* Begin RECORDS TO USE *
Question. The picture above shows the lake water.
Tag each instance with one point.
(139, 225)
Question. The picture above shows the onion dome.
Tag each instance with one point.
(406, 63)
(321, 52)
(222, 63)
* End RECORDS TO USE *
**TASK TO COMPLETE:** Rewrite all of the rows above with "Tag" replaced by "Mark" wherever it occurs, keeping everything else unchanged.

**SOLVED PROBLEM:**
Question. The picture above shows the lake water.
Mark each instance with one point.
(139, 225)
Question. The picture above shows the onion dome.
Mark each instance with one point.
(406, 63)
(321, 52)
(222, 63)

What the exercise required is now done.